TEXT EXCERPT:
'''

A Clarifying Look at Jesus’ Birth


Ahhh, the story of Jesus’ birth!  We all know it, don’t we?  We decorate our home during the Christmas season with Nativity sets complete with Mary, Joseph and the baby Jesus, born in a wooden manger stuffed with hay, peaceful animals all around beneath the bright star, the shepherds looking on, the Three Wise Men in their finery offering strange gifts.


We read the story from the Gospel of Luke every year, either at home or in church.  We sing the carols; we may even have performed in our church’s Nativity production.


We love this story and it’s certainly earned its way into our Christian lexicon. After all, it’s the story of the birth of Jesus!


But today I’d like to offer up a few clarifying details that may stray a little bit from those that you thought you knew.  Rest assured that nothing that my research has uncovered will change a single thing about the meaning of Christmas and the birth of God’s son.  But maybe a few details will make you go “hmmm.”


Joseph and Mary’s trek to Bethlehem: Luke’s gospel, chapter 2 starts this way: In those days Caesar Augustus issued a decree that a census should be taken of the entire Roman world … And everyone went to their own town to register. So Joseph also went up from the town of Nazareth in Galilee to Judea, to Bethlehem the town of David, because he belonged to the house and line of David. He went there to register with Mary, who was pledged to be married to him and was expecting a child. (New International Version)

'''

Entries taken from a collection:
'''

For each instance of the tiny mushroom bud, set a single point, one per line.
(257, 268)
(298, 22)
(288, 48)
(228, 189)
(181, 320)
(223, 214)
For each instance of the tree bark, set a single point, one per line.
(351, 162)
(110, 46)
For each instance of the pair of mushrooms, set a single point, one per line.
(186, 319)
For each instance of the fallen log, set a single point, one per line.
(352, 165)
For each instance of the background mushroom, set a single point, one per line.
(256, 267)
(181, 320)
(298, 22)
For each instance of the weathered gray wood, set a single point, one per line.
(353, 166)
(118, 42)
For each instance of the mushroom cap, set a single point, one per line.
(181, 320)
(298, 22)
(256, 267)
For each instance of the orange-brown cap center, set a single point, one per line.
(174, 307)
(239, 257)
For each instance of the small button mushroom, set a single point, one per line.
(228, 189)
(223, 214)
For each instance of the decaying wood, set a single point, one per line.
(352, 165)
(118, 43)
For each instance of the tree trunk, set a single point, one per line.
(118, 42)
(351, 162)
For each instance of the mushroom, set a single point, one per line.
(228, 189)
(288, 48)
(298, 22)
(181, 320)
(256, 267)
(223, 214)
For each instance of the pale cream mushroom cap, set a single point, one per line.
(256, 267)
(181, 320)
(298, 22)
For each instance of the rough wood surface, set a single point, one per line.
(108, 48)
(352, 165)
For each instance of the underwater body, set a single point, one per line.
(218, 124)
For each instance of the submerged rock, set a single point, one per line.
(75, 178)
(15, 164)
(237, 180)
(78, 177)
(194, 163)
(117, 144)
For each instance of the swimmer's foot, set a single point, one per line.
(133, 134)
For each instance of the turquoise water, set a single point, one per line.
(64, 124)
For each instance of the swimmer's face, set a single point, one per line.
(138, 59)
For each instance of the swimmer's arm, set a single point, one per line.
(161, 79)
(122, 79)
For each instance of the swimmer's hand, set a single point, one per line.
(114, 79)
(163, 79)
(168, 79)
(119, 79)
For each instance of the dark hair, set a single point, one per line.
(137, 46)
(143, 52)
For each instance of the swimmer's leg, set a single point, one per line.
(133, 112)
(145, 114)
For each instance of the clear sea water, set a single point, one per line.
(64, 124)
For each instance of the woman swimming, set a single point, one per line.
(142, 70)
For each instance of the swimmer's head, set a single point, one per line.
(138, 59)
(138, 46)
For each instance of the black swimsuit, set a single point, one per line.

'''

TO BE DONE:
**A.** Can you rewrite the stretch of the passage on Jesus' birth from "Joseph and Mary’s" through "(New International Version)", swapping "census" for "count"?
**B.** Does the passage on Jesus' birth agree with each statement below? Answer yes or no for each, quoting the words that decide it. (i) The story is read from the Gospel of Luke every year. (ii) The research described is said to change the meaning of Christmas. (iii) Joseph traveled from Nazareth in Galilee to Bethlehem.

ANSWERS PROVIDED:
**A.**
Joseph and Mary’s trek to Bethlehem: Luke’s gospel, chapter 2 starts this way: In those days Caesar Augustus issued a decree that a count should be taken of the entire Roman world … And everyone went to their own town to register. So Joseph also went up from the town of Nazareth in Galilee to Judea, to Bethlehem the town of David, because he belonged to the house and line of David. He went there to register with Mary, who was pledged to be married to him and was expecting a child. (New International Version)

**B.**
(i) Yes: "We read the story from the Gospel of Luke every year"
(ii) No: "Rest assured that nothing that my research has uncovered will change a single thing about the meaning of Christmas"
(iii) Yes: "So Joseph also went up from the town of Nazareth in Galilee to Judea, to Bethlehem the town of David"